» **To do**
Write out the entries below once more, exactly.

Object point labels
— BEGIN —
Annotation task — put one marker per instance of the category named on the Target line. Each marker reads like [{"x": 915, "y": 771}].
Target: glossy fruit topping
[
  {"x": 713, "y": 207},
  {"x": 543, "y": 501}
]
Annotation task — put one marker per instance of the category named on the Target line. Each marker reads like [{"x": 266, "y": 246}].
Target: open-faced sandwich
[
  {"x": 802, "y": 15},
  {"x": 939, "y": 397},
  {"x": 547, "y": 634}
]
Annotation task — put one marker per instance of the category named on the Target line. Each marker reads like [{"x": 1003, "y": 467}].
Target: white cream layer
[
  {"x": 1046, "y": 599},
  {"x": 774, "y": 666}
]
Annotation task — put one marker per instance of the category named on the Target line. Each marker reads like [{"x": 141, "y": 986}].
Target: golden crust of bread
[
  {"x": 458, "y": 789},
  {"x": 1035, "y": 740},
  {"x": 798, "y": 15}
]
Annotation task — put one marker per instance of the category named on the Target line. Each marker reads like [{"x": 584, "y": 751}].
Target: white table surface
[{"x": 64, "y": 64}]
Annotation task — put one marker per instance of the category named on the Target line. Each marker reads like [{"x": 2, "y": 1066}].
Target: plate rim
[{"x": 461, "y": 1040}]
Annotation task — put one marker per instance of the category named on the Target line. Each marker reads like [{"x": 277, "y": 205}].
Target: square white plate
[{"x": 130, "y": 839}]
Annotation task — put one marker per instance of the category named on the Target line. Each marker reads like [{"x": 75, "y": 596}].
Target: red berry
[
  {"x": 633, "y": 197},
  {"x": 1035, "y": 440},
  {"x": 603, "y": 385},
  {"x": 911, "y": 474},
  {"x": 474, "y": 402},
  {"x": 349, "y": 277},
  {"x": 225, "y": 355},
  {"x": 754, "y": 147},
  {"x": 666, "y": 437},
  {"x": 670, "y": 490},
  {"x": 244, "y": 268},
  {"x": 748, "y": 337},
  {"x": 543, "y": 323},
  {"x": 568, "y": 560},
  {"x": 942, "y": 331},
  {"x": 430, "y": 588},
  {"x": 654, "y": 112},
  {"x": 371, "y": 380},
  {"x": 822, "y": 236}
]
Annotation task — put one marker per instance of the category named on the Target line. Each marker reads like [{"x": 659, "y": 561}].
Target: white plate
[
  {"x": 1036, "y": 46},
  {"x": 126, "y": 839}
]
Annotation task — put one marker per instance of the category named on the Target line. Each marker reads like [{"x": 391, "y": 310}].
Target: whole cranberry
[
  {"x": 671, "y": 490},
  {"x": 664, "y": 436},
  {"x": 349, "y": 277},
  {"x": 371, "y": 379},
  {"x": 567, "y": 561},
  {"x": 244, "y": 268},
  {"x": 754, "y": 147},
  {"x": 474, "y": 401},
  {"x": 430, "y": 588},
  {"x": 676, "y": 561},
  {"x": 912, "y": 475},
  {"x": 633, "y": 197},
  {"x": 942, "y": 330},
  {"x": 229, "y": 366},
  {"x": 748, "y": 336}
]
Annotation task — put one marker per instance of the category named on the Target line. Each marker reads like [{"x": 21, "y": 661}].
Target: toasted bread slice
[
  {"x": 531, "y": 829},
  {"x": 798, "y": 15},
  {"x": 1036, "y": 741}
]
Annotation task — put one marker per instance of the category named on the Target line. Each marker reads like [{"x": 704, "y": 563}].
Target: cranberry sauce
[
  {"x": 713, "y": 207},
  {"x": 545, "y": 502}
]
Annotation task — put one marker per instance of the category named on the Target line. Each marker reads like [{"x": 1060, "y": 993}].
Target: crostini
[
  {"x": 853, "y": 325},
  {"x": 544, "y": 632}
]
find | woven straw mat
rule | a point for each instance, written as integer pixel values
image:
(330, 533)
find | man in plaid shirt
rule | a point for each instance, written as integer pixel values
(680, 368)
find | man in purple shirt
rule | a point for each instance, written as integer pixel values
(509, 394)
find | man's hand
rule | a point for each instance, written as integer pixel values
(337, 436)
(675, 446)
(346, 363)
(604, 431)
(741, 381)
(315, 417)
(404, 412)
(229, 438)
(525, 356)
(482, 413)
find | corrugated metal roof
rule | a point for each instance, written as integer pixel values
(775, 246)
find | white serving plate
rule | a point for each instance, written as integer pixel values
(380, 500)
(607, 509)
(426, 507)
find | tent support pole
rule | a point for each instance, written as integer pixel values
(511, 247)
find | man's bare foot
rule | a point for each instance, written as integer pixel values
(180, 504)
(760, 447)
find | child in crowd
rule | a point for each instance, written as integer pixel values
— END —
» **Reply**
Annotation task — put one marker per instance of the category named on the Target line. Each marker reads like [{"x": 915, "y": 771}].
Target: glossy fruit topping
[
  {"x": 713, "y": 207},
  {"x": 543, "y": 501}
]
Annotation task — put one marker per instance of the category named on the Target line. Each marker reads like [{"x": 266, "y": 246}].
Target: open-faced sandwich
[
  {"x": 802, "y": 15},
  {"x": 939, "y": 397},
  {"x": 547, "y": 634}
]
Annotation task — put one marker per instance of the category named on the Target line. Each marker reads like [{"x": 1003, "y": 467}].
Target: white cream layer
[
  {"x": 1046, "y": 599},
  {"x": 774, "y": 666}
]
Annotation task — put one marker per instance of the category named on the Target line. Each marker reads like [{"x": 141, "y": 986}].
Target: golden crust of bread
[
  {"x": 458, "y": 789},
  {"x": 1035, "y": 740},
  {"x": 798, "y": 15}
]
Annotation task — put one marker per instance of the category named on the Target line. Each marker reads like [{"x": 584, "y": 751}].
Target: white table surface
[{"x": 64, "y": 64}]
Annotation task — put one marker per instance of the category named on the Target line. Each marker reads like [{"x": 2, "y": 1066}].
Target: plate rim
[{"x": 461, "y": 1040}]
Annotation task — put one marker per instance of the category named on the Target line. Each marker reads like [{"x": 277, "y": 205}].
Target: square white plate
[{"x": 130, "y": 839}]
Annotation task — put one marker per instance of the category named on the Target line. Each marker reads like [{"x": 75, "y": 596}].
Target: red berry
[
  {"x": 633, "y": 197},
  {"x": 1035, "y": 440},
  {"x": 603, "y": 385},
  {"x": 911, "y": 474},
  {"x": 474, "y": 402},
  {"x": 349, "y": 277},
  {"x": 225, "y": 355},
  {"x": 754, "y": 147},
  {"x": 666, "y": 437},
  {"x": 670, "y": 490},
  {"x": 244, "y": 268},
  {"x": 748, "y": 337},
  {"x": 543, "y": 323},
  {"x": 568, "y": 560},
  {"x": 942, "y": 331},
  {"x": 430, "y": 588},
  {"x": 654, "y": 112},
  {"x": 371, "y": 380},
  {"x": 822, "y": 236}
]
Annotation task — put one marker per instance of the category named on the Target line. Each marker reads like [{"x": 659, "y": 561}].
Target: white plate
[
  {"x": 1036, "y": 46},
  {"x": 126, "y": 839}
]
Annotation task — put one marker per instance of the category named on the Target line. Each marker reads like [{"x": 391, "y": 310}].
Target: whole cranberry
[
  {"x": 671, "y": 490},
  {"x": 664, "y": 436},
  {"x": 349, "y": 277},
  {"x": 371, "y": 379},
  {"x": 567, "y": 561},
  {"x": 244, "y": 268},
  {"x": 754, "y": 147},
  {"x": 474, "y": 401},
  {"x": 430, "y": 588},
  {"x": 676, "y": 561},
  {"x": 912, "y": 475},
  {"x": 633, "y": 197},
  {"x": 942, "y": 330},
  {"x": 229, "y": 366},
  {"x": 748, "y": 336}
]
Annotation task — put one marker per instance of the category named on the Target line. Each marker reads like [{"x": 21, "y": 661}].
Target: toasted bread slice
[
  {"x": 531, "y": 829},
  {"x": 798, "y": 15},
  {"x": 1036, "y": 741}
]
Annotation task — put one marker per instance of the category named on the Target line. Each marker reads like [{"x": 704, "y": 563}].
Target: cranberry sauce
[
  {"x": 713, "y": 207},
  {"x": 545, "y": 502}
]
Annotation task — put one marker per instance of the category named on the Target line. Each marker reads like [{"x": 1060, "y": 993}].
Target: crostini
[
  {"x": 853, "y": 325},
  {"x": 544, "y": 632}
]
find | woven straw mat
rule | a point for each instance, written as integer pixel values
image:
(330, 533)
find | man in plaid shirt
rule | a point for each instance, written as integer pixel values
(680, 368)
find | man in purple shirt
rule | a point for each instance, written as integer pixel values
(509, 394)
find | man's hand
rule | a point for each instance, written as integer pixel values
(337, 436)
(675, 446)
(346, 363)
(604, 431)
(741, 381)
(315, 417)
(404, 412)
(229, 438)
(525, 356)
(482, 413)
find | corrugated metal roof
rule | a point for each instance, written as integer pixel values
(775, 246)
find | white serving plate
rule | a point for each instance, written as integer pixel values
(380, 500)
(607, 509)
(426, 507)
find | tent support pole
rule | a point for each instance, written as integer pixel values
(511, 247)
find | man's bare foot
rule | a point for each instance, written as integer pixel values
(180, 504)
(760, 447)
find | child in crowd
rule | a point for each instance, written as integer pixel values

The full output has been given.